(Rows of labeled points)
────────────────

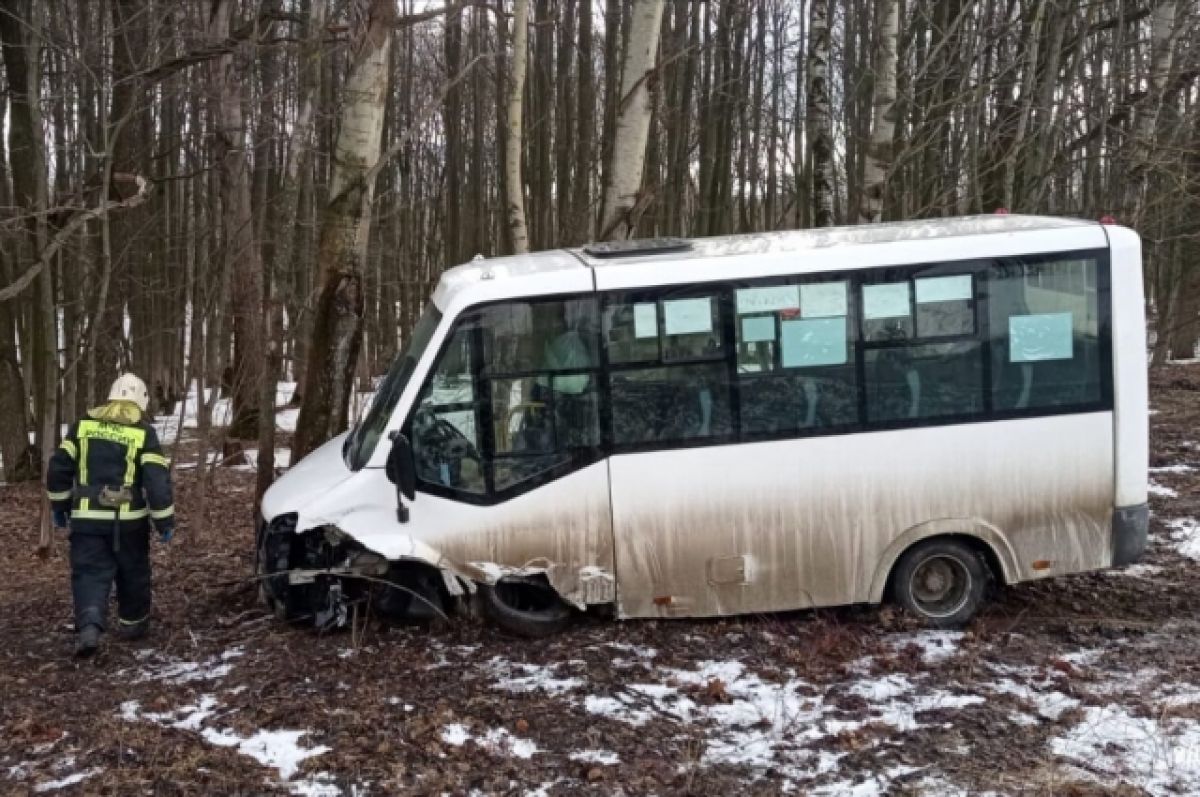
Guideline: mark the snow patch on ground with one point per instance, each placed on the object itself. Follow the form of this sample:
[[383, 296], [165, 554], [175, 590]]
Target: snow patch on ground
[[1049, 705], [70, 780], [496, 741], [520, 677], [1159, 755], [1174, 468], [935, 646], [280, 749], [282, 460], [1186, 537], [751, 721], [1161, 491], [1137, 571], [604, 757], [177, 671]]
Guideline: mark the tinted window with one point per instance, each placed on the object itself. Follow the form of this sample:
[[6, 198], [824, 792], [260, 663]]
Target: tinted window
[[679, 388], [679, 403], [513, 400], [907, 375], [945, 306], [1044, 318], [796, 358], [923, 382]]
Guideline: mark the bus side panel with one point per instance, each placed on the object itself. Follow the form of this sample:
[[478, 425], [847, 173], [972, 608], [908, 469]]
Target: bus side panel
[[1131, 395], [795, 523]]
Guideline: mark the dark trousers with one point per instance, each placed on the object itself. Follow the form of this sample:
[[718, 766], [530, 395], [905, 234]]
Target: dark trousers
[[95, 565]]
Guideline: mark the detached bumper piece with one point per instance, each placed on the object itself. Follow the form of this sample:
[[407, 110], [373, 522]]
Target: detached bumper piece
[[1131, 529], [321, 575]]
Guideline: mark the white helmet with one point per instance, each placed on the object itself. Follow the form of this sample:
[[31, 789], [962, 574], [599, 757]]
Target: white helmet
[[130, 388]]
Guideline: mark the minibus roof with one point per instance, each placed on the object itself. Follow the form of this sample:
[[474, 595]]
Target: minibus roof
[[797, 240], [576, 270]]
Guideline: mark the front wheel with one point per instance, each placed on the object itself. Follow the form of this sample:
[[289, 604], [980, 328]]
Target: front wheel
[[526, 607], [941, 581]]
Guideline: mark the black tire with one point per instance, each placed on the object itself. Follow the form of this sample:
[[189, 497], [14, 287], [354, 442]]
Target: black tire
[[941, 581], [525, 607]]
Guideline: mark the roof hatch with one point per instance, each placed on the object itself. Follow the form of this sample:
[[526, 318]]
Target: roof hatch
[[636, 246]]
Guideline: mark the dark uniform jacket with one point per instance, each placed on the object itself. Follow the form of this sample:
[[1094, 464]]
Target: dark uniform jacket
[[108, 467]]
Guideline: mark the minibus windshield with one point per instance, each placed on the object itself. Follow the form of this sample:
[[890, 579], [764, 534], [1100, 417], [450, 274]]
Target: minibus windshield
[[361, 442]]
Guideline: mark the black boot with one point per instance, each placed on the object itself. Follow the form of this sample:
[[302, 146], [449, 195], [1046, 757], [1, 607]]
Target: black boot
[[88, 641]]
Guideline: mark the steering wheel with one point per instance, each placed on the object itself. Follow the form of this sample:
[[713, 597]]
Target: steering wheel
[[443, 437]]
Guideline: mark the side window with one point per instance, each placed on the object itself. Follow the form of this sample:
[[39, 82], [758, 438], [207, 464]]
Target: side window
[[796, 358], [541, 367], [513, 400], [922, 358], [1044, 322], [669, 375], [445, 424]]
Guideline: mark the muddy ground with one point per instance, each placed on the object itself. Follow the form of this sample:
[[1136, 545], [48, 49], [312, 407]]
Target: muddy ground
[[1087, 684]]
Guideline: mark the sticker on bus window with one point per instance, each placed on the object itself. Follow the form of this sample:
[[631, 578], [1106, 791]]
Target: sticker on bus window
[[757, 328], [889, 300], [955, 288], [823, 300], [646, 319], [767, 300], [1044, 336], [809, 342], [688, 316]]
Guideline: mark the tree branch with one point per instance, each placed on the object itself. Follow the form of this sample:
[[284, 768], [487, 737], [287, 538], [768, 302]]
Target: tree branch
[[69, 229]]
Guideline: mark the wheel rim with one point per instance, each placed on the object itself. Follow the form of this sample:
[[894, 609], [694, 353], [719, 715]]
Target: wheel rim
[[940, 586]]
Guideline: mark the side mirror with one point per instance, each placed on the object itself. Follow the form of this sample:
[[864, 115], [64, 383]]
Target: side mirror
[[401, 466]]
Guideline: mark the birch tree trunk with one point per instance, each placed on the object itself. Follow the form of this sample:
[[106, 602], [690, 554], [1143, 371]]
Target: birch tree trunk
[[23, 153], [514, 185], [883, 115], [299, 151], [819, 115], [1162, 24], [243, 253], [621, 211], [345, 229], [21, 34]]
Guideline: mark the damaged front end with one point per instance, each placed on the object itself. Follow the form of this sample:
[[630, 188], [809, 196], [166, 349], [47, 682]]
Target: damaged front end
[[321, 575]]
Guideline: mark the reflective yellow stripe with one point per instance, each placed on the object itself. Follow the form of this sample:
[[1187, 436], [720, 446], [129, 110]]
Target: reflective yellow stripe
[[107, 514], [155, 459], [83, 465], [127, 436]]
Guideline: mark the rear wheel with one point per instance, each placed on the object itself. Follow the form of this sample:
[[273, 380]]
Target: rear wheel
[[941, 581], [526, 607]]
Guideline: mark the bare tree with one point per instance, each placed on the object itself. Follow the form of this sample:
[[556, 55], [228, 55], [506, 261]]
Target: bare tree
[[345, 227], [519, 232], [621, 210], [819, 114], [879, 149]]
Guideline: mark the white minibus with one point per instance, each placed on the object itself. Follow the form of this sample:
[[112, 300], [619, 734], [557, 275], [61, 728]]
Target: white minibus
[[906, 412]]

────────────────

AIM OF THE TASK:
Could you format the rows from the line containing "Guideline: mark the bare" up to and including the line containing "[[345, 227], [519, 232], [621, 210], [819, 114], [879, 149]]" as a JSON list of strings, with one string per line and any blank lines left out?

TASK SOLUTION:
[
  "Guideline: mark the bare tree with one point per instance, each placed on the object itself. Follow the form of this sample:",
  "[[556, 55], [228, 55], [506, 261]]",
  "Target: bare tree",
  "[[345, 227], [519, 232], [621, 210], [819, 114], [879, 149]]"
]